Coordinate annotation records:
┄┄┄┄┄┄

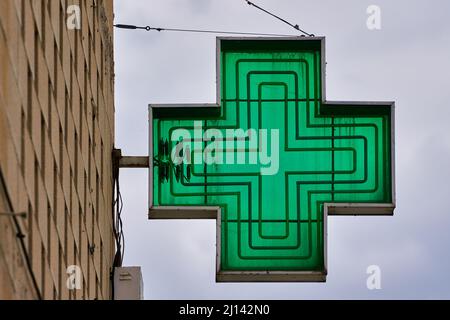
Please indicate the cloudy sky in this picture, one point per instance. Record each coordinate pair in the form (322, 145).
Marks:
(407, 61)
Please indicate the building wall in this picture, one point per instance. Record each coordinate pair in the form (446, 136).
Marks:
(56, 140)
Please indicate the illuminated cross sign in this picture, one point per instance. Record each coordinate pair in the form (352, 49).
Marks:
(271, 160)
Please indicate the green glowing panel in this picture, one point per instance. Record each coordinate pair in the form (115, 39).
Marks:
(274, 157)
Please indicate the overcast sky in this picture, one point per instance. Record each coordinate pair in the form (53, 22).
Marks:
(407, 61)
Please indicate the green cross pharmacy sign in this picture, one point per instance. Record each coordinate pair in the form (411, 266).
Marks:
(271, 160)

┄┄┄┄┄┄

→ Exercise objective
Rewrite the rows above, swapping "one point per instance" for "a single point for each instance" wherever it occurs and leaving everything else unchanged. Leave the pictures out of your answer.

→ The result
Please indicate the cloudy sky in this picture, a single point for each instance. Record each coordinate pair in the form (322, 145).
Marks:
(407, 61)
Please indicate the building wall in this picture, a single point for each instance. Record each coordinate pair in the form (446, 136).
Marks:
(56, 140)
Please indicate the illuminated cross sign in this picture, a single point for each instance. Record each coordinate pair in the form (352, 49).
Marks:
(271, 160)
Please indicate the green glowing panel in this picture, a single point for each instance. Record each coordinate pair in the form (115, 39).
Marks:
(274, 157)
Please indicate the overcast sky in this picture, a single point for each instance. Record each coordinate pair in the form (53, 22).
Marks:
(407, 61)
Please indicate the green cross pharmacy sign in this picture, a single point for each instance. Record each coordinate pair in the form (411, 266).
Marks:
(271, 160)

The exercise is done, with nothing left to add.